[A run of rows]
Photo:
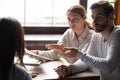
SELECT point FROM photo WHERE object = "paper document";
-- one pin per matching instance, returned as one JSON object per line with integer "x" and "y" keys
{"x": 39, "y": 56}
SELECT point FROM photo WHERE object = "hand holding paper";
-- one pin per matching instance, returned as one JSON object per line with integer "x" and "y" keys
{"x": 57, "y": 47}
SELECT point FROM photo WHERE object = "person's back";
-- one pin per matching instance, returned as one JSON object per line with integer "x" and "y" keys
{"x": 11, "y": 45}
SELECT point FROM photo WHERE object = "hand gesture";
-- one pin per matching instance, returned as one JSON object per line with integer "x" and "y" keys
{"x": 63, "y": 71}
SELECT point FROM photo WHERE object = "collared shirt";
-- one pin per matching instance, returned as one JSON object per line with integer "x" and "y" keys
{"x": 69, "y": 39}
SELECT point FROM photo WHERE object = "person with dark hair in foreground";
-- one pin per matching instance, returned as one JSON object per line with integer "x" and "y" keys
{"x": 11, "y": 45}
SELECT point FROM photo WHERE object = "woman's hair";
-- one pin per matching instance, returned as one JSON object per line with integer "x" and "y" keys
{"x": 81, "y": 11}
{"x": 107, "y": 7}
{"x": 11, "y": 44}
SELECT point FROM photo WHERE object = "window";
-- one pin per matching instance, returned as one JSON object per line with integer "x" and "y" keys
{"x": 37, "y": 12}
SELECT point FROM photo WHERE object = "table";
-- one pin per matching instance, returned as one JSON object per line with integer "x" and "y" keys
{"x": 46, "y": 72}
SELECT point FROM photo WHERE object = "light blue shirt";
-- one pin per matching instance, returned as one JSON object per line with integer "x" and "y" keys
{"x": 17, "y": 73}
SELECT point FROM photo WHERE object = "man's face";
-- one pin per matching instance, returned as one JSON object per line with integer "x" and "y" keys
{"x": 100, "y": 21}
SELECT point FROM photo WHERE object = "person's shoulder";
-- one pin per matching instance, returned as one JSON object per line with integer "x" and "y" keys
{"x": 68, "y": 31}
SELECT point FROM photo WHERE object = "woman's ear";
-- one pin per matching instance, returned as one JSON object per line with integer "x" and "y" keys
{"x": 111, "y": 16}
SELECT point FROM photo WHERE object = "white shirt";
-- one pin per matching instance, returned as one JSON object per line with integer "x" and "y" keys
{"x": 70, "y": 40}
{"x": 17, "y": 73}
{"x": 105, "y": 56}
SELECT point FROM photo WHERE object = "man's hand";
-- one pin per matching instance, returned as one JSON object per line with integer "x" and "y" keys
{"x": 63, "y": 71}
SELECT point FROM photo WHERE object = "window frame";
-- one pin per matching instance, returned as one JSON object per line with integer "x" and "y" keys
{"x": 47, "y": 29}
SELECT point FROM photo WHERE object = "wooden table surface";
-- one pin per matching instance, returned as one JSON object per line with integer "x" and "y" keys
{"x": 46, "y": 72}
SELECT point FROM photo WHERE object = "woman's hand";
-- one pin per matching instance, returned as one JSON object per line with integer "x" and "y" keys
{"x": 63, "y": 71}
{"x": 57, "y": 47}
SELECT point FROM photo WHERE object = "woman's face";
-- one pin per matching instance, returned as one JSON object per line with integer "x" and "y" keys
{"x": 75, "y": 21}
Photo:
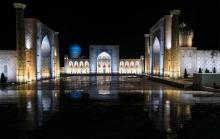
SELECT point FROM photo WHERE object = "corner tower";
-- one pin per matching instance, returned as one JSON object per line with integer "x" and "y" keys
{"x": 20, "y": 42}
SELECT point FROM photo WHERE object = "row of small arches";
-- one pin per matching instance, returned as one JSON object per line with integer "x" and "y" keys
{"x": 78, "y": 64}
{"x": 129, "y": 63}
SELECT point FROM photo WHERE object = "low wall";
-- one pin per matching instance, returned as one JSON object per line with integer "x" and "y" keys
{"x": 206, "y": 79}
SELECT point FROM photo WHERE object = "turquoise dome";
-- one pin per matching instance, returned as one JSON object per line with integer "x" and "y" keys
{"x": 75, "y": 51}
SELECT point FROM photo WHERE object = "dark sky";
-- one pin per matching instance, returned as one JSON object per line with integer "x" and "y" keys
{"x": 114, "y": 22}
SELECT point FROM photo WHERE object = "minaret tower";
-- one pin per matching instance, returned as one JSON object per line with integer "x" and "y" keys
{"x": 20, "y": 43}
{"x": 175, "y": 52}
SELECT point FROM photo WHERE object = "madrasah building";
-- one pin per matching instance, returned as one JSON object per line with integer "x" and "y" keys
{"x": 169, "y": 52}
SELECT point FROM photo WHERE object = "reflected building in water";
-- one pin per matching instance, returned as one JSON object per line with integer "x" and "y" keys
{"x": 29, "y": 108}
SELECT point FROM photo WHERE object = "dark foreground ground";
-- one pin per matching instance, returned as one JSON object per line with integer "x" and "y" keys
{"x": 106, "y": 107}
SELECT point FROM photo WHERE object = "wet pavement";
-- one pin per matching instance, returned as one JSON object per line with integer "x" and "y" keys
{"x": 109, "y": 107}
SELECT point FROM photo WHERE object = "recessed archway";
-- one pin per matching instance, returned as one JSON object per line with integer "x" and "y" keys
{"x": 104, "y": 63}
{"x": 45, "y": 58}
{"x": 156, "y": 56}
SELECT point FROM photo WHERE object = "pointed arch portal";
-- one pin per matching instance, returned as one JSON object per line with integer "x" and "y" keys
{"x": 104, "y": 63}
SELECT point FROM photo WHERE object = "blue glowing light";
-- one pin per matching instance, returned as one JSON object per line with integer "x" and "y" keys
{"x": 75, "y": 51}
{"x": 75, "y": 95}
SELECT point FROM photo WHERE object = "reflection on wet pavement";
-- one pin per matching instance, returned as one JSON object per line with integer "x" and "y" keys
{"x": 107, "y": 107}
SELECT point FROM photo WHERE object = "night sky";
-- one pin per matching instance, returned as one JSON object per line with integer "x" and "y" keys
{"x": 122, "y": 23}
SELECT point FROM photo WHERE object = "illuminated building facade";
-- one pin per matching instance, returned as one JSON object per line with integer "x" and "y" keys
{"x": 169, "y": 50}
{"x": 37, "y": 54}
{"x": 103, "y": 59}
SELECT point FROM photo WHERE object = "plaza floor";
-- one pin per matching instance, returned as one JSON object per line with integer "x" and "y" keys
{"x": 107, "y": 107}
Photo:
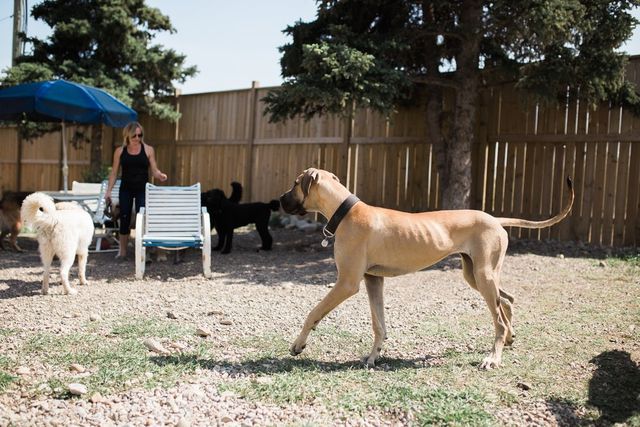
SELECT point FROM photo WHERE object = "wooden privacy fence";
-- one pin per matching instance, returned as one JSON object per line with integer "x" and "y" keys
{"x": 523, "y": 154}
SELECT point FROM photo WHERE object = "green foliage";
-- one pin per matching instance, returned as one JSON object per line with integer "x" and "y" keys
{"x": 107, "y": 45}
{"x": 372, "y": 52}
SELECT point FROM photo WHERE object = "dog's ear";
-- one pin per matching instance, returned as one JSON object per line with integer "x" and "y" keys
{"x": 310, "y": 176}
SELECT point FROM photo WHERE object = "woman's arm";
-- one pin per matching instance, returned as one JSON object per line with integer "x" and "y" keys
{"x": 154, "y": 166}
{"x": 114, "y": 172}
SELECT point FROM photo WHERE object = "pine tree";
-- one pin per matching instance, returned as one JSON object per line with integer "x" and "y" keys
{"x": 379, "y": 53}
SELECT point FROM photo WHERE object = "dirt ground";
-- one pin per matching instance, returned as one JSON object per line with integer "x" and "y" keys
{"x": 256, "y": 292}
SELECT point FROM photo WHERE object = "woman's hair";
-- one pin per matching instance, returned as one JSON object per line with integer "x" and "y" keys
{"x": 129, "y": 130}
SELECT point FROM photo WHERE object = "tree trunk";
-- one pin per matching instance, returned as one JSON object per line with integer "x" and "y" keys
{"x": 456, "y": 184}
{"x": 95, "y": 163}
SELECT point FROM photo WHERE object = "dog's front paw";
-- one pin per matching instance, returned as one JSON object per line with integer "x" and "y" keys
{"x": 369, "y": 361}
{"x": 296, "y": 349}
{"x": 489, "y": 362}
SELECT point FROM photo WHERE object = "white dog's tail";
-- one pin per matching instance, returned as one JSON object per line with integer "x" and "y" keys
{"x": 37, "y": 208}
{"x": 517, "y": 222}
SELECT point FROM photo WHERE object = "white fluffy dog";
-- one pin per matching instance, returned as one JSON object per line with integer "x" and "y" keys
{"x": 63, "y": 229}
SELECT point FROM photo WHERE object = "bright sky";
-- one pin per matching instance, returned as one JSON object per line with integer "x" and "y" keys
{"x": 231, "y": 42}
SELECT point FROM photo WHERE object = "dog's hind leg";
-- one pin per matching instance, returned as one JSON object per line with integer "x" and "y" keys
{"x": 82, "y": 267}
{"x": 506, "y": 300}
{"x": 487, "y": 265}
{"x": 346, "y": 286}
{"x": 46, "y": 256}
{"x": 375, "y": 291}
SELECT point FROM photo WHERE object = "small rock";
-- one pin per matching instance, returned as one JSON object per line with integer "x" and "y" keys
{"x": 177, "y": 345}
{"x": 155, "y": 346}
{"x": 201, "y": 332}
{"x": 96, "y": 398}
{"x": 77, "y": 389}
{"x": 76, "y": 367}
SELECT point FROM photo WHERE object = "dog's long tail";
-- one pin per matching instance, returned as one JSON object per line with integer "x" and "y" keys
{"x": 274, "y": 205}
{"x": 33, "y": 205}
{"x": 517, "y": 222}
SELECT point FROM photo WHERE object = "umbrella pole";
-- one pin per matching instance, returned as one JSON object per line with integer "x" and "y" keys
{"x": 65, "y": 165}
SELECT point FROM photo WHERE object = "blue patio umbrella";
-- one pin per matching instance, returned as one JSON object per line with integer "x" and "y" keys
{"x": 61, "y": 100}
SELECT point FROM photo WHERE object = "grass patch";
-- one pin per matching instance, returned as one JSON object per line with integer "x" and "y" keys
{"x": 627, "y": 260}
{"x": 118, "y": 360}
{"x": 354, "y": 390}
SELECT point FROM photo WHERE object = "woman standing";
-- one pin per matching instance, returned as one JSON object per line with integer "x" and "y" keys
{"x": 135, "y": 157}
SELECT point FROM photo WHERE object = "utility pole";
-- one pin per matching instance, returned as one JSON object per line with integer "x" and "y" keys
{"x": 18, "y": 19}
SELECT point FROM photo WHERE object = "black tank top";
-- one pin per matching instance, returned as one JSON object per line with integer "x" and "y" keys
{"x": 135, "y": 170}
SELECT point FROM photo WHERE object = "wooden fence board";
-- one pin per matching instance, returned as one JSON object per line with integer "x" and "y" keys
{"x": 622, "y": 187}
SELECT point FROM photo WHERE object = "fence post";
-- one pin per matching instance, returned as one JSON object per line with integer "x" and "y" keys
{"x": 176, "y": 135}
{"x": 253, "y": 108}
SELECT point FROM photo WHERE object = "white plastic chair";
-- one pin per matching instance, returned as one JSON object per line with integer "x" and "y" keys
{"x": 173, "y": 219}
{"x": 106, "y": 228}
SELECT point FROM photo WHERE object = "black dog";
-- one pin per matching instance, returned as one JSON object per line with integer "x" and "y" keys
{"x": 227, "y": 214}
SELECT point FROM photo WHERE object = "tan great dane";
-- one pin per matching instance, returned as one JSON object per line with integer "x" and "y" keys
{"x": 374, "y": 243}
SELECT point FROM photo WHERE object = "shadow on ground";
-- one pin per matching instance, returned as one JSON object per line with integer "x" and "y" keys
{"x": 266, "y": 366}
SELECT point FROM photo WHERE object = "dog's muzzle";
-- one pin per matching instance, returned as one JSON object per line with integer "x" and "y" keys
{"x": 291, "y": 205}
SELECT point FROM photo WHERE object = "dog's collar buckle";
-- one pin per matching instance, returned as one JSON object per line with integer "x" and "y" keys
{"x": 329, "y": 230}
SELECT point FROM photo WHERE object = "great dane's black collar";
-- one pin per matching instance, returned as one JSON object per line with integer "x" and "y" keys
{"x": 329, "y": 230}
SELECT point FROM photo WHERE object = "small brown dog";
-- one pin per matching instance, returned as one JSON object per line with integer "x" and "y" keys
{"x": 10, "y": 221}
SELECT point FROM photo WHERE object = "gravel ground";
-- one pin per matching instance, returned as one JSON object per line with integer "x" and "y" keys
{"x": 253, "y": 292}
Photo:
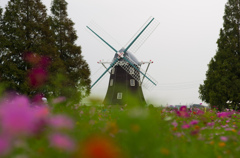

[Your instructions]:
Count the lines of the rows above that contain the string "white", treating case as significant, and give only that number.

[Solution for this problem]:
4